Frustrating stack overflow exploits

Stephen Samuel (samuel@bcgreen.com)
Mon, 01 Apr 2002 18:52:52 -0800


Reading through an article last week about buffer overflows,
( http://www.enseirb.fr/~glaume/bof/report.html ) a thought
came to me:

It appears that stack overflow exploits are based on knowing (roughly)
where the stack is going to be when the buffer overflows. It appears to
me that it would be possible to frustrate people attempting to exploit
such bugs by having the stack start at a random location in (say) a
10MB range near the top of memory.

As a result of such a change, most current buffer overflows would only
succeed once in a few thousand tries, unless one was able to overrun the
buffer by a large number of Kilobytes (something which is a good bit
harder to do, in many cases). This would really only frustrate
execute-arbitrary-code types of exploits (you could still cause
a program to 'return' to a wrong location, but this -- again
adds work for the cracker.

The only costs I can see to this are:
1) the stack would no longer be contiguous with other high-memory areas,
2) you would lose s small ammount of VM headroom (only a problem for programs
that actually use a large proportion of the address space)

Data:
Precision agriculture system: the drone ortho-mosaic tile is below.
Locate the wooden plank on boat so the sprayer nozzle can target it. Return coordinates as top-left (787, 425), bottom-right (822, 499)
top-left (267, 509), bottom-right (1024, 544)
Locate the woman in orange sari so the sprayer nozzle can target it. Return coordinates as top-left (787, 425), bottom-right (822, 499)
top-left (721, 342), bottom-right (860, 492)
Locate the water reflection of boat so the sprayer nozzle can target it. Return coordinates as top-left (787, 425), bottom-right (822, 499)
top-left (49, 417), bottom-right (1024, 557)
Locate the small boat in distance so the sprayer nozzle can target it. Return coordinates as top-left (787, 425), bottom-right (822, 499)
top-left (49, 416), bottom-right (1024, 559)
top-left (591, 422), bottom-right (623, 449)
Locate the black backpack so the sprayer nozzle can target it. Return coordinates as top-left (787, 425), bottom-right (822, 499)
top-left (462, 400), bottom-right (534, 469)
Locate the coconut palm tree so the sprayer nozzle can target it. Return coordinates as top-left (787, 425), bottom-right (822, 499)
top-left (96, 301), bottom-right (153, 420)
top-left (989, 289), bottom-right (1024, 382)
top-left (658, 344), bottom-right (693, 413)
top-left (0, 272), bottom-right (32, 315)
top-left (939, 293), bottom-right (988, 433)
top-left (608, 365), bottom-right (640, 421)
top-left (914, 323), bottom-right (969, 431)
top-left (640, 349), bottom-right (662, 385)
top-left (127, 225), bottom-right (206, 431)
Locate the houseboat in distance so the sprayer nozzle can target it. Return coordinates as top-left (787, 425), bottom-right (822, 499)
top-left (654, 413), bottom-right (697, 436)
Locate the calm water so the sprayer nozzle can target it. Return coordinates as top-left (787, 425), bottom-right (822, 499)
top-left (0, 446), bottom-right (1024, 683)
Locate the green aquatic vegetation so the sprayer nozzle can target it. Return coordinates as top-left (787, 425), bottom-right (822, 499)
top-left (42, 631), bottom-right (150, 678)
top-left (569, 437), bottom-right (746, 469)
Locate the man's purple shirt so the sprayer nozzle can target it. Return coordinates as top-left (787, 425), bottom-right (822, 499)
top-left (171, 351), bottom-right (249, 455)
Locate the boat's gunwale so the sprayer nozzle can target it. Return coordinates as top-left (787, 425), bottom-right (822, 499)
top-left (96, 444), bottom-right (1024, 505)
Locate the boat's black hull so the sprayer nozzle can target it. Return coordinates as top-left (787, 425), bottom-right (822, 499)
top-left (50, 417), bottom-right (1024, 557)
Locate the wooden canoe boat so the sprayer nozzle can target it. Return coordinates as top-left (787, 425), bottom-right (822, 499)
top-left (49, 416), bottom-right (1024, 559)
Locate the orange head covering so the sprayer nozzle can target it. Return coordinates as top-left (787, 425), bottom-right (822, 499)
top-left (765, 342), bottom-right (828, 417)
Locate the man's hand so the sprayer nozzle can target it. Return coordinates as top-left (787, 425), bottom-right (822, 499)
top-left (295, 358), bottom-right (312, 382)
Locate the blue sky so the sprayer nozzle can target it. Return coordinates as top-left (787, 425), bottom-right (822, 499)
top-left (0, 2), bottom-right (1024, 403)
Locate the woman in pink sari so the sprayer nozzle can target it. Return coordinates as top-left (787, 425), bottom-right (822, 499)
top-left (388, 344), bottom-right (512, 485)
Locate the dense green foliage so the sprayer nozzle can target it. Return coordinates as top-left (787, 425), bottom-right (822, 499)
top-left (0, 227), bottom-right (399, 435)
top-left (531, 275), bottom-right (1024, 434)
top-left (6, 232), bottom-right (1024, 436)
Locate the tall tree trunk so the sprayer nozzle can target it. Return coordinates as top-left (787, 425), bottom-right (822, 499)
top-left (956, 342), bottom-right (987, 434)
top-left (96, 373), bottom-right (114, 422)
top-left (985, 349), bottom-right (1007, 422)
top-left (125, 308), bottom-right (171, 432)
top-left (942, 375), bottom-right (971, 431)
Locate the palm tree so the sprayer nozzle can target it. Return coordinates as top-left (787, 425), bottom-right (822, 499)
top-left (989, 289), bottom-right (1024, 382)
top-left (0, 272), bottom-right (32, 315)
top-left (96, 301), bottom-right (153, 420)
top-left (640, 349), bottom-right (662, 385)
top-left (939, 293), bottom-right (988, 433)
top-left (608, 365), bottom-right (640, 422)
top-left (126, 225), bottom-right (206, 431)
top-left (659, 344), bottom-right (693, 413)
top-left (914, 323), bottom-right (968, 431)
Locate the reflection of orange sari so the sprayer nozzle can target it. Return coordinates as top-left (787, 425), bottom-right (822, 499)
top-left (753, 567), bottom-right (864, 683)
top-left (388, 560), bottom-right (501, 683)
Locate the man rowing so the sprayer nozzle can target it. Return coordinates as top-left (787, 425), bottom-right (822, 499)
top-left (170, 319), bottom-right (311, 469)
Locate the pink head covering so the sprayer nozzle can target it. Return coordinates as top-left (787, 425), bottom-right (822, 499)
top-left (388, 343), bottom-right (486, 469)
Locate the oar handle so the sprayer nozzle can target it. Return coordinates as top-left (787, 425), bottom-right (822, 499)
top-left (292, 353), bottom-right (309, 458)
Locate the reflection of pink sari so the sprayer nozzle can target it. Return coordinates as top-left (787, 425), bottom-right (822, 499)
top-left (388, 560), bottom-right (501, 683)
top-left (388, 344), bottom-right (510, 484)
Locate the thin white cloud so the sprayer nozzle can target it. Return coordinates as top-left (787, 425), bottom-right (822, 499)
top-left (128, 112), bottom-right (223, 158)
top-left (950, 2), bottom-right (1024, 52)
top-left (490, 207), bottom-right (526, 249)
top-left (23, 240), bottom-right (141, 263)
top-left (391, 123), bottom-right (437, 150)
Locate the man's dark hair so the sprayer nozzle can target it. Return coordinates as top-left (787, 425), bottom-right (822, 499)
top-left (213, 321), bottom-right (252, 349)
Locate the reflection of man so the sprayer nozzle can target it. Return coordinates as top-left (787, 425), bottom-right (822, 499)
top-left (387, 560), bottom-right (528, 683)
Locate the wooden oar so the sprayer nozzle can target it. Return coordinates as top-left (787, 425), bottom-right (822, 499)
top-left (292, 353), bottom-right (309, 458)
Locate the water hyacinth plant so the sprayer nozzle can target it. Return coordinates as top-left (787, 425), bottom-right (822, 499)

Task objective:
Please extend the post on frustrating stack overflow exploits, picking up right after its final sentence. The lines above have nothing to do with the stack overflow post.

Task answer:
The advantage is that this would add (possibly prohibitive) cost to
some form of stack overflow attacks. It effectively makes the stack
non-executable for an attacker who can't determine where the stack
starts for a given process -- security by obfuscation. In many ways,
this isn't much different than what is now done in choosing random
initial sequence numbers for TCP connections.

Similar changes could be made to the base address of the heap, with
similar costs.

Making this sort of change to the BSS and text segments would probably
require changes to the loader (I don't know the details of the loader
so I really can't say, for sure). but would similarly make it very
difficult for an intruder to jump to an arbitrary piece of known
loaded code.

I realize that this isn't as good as actually fixing the broken code
(anybody willing to lead a bsd=style code audit?), but it would provide
some protection against badly written code from all sorts of sources --
including proprietary code for which a security audit would not be possible.

Thoughts??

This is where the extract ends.